Text ▸
PRS calculation

812 views
Skip to first unread message

Priyadarshini Thirunavukkarasu

unread,
Aug 15, 2017, 3:30:40 PM8/15/17
to PRSice
Hi,
I have been reading papers  to know how PRSice calculates PRS. In the GWAS dataset, we have odds ratio already calculated for each SNP, then using this odds ratio value, we calculate PRS for each subject in GWAS dataset. In the target phenotype, we predict using the PRS. Is it right? or do we use data from target phenotype to calculate PRS in base phenotype? Confused about this part, please clarify
Thank you
Priya

Sam Choi

unread,
Aug 16, 2017, 6:56:27 PM8/16/17
to PRSice
So the procedure of PRSice, or basically the standard PRS is:

1. Obtain OR or BETA from GWAS
2. In target sample (independent from the GWAS), we multiply the OR/BETA to the number of risk alleles for each individual 
    - This generate the PRS

Problem is, we don't know what SNPs to include in the analysis. So we construct the PRS with SNPs under different P-value thresholds. 
This gives us large number of PRS.

Then to identify the "best" PRS, we regress the PRS against the phenotype of the target samples. 

PRS that best predict the phenotype (with the largest R2) is considered as the "best"

lee.s...@ada.com

unread,
Feb 5, 2018, 9:36:35 AM2/5/18
to PRSice
Hi Sam, 

Thanks for putting together the resource, it is really cool and am eager to use it. 

I wanted to ask how many target samples are necessary to produce a somewhat reliable PRS. Do all target samples have the same phenotype? 

I also want to ask, do you manipulate the OR/BETA in any way in PRSice? For example, if the odds ratio for allele 1 is X, then the odds ratio for allele 2 is 1/X. So if you took into account both alleles without manipulation, the heterozygote would always have a risk. Do you in any way take allele frequencies into account? 

Thanks, 

Lee

lee.s...@ada.com

unread,
Feb 5, 2018, 10:50:16 AM2/5/18
to PRSice
I need to make a correction -- I wanted to say that the heterozygote would have a risk of 1. 

Sam Choi

unread,
Feb 5, 2018, 7:10:59 PM2/5/18
to PRSice
Sorry, I don't think I completely understand what you meant. 

Currently, we are following PLINK's way of calculating the PRS. 

For Odd Ratios, we will first log transform it into BETAs

We them simply multiply the BETA to the allele dosage.

So take for example, a BETA of X
then the corresponding PRS generated will be

0/0 = 0
0/1 = 0.5 * X
1/1 = X

We also support other models (e.g. dominance, recessive, and heterozygous) You can refer to our document for more info

Please let me know if my understanding to your question is correct

lee.s...@ada.com

unread,
Feb 8, 2018, 11:09:20 AM2/8/18
to PRSice
OK let me clarify. If you have the odds ratio for the 'risk allele', then it will be relative to the 'reference allele'. So the odds ratio for the 'reference allele' is the reciprocal of that for the 'risk allele'.

Provided material ▸

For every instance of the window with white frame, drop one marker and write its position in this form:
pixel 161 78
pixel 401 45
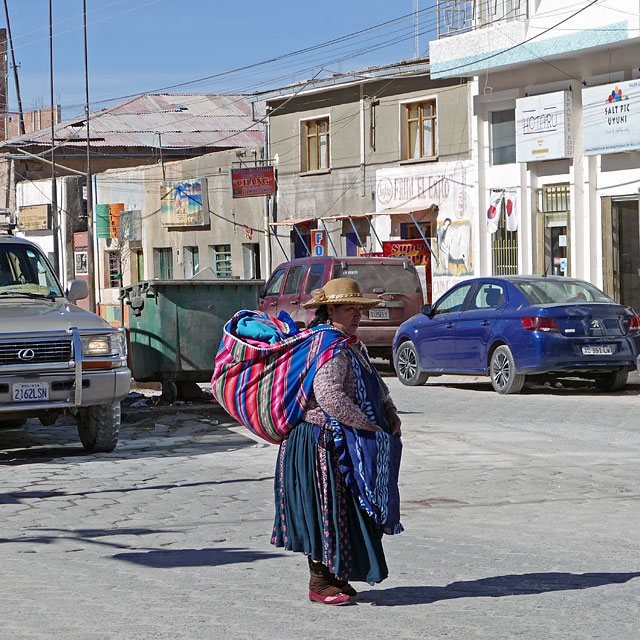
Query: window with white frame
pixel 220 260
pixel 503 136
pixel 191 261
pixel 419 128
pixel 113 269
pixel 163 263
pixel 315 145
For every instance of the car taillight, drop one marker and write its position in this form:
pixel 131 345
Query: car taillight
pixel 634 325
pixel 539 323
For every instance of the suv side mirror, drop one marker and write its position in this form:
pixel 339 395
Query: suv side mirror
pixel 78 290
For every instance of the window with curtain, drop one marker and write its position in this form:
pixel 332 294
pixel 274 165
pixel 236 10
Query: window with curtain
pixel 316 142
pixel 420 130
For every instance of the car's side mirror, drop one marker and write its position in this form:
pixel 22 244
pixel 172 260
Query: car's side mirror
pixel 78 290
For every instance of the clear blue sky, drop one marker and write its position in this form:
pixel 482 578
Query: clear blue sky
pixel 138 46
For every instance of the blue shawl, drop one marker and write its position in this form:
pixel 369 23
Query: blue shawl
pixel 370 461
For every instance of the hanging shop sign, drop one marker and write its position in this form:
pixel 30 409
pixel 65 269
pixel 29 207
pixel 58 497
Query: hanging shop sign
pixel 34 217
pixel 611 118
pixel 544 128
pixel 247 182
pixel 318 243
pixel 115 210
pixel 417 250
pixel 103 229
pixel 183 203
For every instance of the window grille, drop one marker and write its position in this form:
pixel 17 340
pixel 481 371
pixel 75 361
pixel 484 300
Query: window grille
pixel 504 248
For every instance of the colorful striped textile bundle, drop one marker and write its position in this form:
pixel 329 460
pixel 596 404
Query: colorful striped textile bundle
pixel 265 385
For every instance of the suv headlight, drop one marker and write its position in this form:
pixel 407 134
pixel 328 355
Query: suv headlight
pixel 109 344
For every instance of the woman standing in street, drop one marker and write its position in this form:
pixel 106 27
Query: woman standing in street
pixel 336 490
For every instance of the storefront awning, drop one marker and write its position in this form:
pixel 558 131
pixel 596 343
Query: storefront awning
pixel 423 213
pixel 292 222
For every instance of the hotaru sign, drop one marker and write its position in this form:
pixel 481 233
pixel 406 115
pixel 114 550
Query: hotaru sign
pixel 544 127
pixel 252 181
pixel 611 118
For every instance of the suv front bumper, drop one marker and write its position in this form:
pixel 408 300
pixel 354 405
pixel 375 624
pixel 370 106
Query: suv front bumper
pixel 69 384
...
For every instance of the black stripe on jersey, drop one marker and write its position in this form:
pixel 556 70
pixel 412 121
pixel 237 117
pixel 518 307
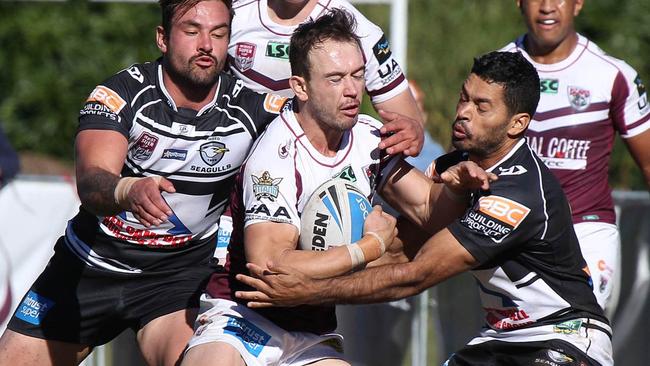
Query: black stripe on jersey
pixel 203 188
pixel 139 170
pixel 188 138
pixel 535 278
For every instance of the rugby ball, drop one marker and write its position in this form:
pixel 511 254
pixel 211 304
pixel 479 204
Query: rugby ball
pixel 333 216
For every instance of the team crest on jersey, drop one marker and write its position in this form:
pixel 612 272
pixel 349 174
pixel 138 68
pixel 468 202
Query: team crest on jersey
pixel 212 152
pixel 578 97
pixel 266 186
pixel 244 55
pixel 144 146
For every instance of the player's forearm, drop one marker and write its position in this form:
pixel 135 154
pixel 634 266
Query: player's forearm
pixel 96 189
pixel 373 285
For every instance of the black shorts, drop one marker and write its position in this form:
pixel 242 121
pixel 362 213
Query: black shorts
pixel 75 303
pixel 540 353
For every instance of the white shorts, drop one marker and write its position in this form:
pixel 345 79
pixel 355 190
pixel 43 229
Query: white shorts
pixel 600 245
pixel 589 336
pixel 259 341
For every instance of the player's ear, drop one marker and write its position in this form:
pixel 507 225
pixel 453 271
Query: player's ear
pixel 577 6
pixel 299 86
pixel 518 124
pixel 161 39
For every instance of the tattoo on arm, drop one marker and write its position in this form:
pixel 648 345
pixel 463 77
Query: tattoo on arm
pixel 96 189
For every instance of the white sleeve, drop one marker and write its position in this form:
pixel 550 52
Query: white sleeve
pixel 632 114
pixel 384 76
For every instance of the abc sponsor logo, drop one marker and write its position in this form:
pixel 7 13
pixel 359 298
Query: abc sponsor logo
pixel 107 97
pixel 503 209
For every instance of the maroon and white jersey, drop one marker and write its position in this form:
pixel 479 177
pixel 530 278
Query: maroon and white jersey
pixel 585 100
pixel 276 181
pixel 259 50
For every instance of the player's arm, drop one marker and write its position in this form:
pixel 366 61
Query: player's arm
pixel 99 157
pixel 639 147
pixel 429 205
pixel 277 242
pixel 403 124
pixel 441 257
* * *
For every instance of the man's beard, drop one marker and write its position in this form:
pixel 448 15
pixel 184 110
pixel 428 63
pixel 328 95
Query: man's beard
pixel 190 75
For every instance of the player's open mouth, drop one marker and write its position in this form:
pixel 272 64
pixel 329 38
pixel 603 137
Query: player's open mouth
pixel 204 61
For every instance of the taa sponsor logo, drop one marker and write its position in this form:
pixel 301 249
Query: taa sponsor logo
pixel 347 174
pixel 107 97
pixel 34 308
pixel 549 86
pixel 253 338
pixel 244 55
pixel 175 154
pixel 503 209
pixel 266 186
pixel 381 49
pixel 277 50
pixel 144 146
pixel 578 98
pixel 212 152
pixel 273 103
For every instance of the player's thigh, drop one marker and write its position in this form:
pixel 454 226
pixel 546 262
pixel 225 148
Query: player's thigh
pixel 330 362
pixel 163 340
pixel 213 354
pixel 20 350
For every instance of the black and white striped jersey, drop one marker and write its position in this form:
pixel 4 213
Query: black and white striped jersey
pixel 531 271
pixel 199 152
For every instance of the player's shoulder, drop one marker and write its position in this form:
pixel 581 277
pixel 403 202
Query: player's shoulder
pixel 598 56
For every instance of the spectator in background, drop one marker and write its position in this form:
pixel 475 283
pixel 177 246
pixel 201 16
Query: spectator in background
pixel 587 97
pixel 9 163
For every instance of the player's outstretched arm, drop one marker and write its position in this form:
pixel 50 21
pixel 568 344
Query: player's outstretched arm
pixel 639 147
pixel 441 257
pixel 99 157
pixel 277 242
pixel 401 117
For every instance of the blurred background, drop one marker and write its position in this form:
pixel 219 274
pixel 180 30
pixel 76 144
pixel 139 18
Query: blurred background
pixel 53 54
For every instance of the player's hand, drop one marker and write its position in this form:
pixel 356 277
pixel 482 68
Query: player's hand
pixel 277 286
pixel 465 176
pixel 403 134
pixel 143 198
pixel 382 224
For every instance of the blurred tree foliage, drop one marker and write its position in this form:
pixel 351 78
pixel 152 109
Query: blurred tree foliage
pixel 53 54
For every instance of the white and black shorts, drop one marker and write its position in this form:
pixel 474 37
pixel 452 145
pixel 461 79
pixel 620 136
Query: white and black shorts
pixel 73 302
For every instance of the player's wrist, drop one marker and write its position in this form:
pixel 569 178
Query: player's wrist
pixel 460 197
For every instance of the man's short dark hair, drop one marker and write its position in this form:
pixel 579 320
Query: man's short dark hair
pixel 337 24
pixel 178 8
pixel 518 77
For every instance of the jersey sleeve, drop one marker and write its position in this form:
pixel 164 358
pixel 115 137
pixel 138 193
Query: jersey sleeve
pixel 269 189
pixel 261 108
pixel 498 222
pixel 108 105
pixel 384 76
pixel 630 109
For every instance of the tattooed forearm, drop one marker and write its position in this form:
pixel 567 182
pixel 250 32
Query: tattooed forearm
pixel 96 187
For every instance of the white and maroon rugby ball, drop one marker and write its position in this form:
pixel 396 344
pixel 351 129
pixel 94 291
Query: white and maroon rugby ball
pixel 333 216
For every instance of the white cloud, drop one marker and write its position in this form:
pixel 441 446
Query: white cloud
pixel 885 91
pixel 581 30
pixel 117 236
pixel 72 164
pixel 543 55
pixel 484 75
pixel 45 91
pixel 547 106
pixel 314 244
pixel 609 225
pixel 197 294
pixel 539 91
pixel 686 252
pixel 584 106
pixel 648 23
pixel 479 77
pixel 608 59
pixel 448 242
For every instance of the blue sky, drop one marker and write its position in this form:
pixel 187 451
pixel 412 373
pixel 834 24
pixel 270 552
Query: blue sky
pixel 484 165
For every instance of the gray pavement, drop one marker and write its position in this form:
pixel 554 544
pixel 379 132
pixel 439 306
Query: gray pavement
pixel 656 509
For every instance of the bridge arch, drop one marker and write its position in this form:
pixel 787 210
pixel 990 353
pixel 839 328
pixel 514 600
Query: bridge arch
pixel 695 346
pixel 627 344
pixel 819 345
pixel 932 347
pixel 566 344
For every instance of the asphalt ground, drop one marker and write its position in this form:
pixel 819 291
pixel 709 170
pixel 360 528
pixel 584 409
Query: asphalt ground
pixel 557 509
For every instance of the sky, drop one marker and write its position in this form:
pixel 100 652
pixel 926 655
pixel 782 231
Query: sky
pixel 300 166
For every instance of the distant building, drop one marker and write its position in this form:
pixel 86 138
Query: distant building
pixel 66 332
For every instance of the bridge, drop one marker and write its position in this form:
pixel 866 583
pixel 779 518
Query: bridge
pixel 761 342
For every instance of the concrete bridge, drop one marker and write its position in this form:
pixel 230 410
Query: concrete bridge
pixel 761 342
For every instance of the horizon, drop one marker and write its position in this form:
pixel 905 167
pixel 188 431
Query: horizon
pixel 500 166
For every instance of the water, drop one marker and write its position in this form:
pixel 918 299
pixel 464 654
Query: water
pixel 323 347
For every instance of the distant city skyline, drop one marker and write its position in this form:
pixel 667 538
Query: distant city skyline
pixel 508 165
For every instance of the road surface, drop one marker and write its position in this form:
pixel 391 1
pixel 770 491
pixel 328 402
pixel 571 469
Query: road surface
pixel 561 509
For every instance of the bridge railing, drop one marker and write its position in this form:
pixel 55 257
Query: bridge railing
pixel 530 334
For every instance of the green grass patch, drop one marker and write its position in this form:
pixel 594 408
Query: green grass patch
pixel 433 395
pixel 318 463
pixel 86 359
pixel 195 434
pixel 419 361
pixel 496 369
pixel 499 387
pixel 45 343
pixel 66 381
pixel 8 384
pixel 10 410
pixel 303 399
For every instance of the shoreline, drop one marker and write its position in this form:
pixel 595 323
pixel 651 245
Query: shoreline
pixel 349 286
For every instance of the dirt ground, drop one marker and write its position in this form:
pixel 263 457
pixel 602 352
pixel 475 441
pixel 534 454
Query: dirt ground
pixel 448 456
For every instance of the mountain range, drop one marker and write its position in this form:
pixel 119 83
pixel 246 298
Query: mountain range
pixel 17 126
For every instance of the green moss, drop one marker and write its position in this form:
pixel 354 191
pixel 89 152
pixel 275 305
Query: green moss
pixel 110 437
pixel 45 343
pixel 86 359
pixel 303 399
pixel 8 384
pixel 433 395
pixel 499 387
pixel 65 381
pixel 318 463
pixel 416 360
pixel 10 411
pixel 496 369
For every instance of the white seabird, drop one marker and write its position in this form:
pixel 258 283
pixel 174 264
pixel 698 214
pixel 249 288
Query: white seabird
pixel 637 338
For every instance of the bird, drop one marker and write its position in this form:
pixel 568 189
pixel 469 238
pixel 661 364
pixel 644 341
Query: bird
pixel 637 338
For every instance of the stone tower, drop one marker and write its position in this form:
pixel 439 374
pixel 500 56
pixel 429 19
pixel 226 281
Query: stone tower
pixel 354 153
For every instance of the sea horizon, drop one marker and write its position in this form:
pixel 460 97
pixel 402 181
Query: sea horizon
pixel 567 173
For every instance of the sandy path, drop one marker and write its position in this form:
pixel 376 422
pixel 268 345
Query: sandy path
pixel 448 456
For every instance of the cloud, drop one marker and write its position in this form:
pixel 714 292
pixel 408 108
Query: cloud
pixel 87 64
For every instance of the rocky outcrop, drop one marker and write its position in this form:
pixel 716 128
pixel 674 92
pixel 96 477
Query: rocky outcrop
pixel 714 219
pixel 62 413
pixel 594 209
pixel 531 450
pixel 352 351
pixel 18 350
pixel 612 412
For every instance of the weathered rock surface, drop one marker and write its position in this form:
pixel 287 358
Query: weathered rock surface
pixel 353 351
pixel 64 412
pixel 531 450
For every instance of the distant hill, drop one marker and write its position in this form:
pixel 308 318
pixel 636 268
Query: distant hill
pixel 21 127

Explore the material ▸
a) In the PRS calculation thread, what is done to odds ratios before they are multiplied by the allele dosage?
b) In the PRS calculation thread, change "heterozygote" to "heterozygous genotype" in the passage starting with "PRS that best" and going on through "frequencies into account?", and give that passage.
c) Write what comes next in the PRS calculation thread, picking up after its final sentence.
The listing is separate material with no connection to the PRS calculation thread.

Replies ▸
a) They are log transformed into BETAs.

b)
PRS that best predict the phenotype (with the largest R2) is considered as the "best"

lee.s...@ada.com

unread,
Feb 5, 2018, 9:36:35 AM2/5/18
to PRSice
Hi Sam, 

Thanks for putting together the resource, it is really cool and am eager to use it. 

I wanted to ask how many target samples are necessary to produce a somewhat reliable PRS. Do all target samples have the same phenotype? 

I also want to ask, do you manipulate the OR/BETA in any way in PRSice? For example, if the odds ratio for allele 1 is X, then the odds ratio for allele 2 is 1/X. So if you took into account both alleles without manipulation, the heterozygous genotype would always have a risk. Do you in any way take allele frequencies into account?

c)
ORrisk = ODDSrisk ODDSreference

ORreference = ODDSreference / ODDSrisk

Therefore, if you simply multiply the ORrisk by the allele dosage (AD), you fail to account for the reference AD and ORreference. Shouldn't you also have an AD for the reference allele? 

There is then an issue if you also take into account the ORreference. For a heterozygote you will have ADrisk * ORrisk * ADreference * ORreference = 1. This is actually incorrect, because it fails to account for necessary information regarding that SNP. Each odds ratio is allelic, and because we are diploid, need to be corrected to create an allelic odds ratio specific for that SNP that takes into account the allele frequencies of the alleles at that SNP. 

Maybe there is something I am missing from the PLINK calculation. I will have a look at the documentation, could you give me a link to their method if you have one?

Anyways, this question was actually secondary to the primary question I wanted to ask, which was how many target samples are necessary to produce a somewhat reliable PRS? Do all target samples have to have the same phenotype?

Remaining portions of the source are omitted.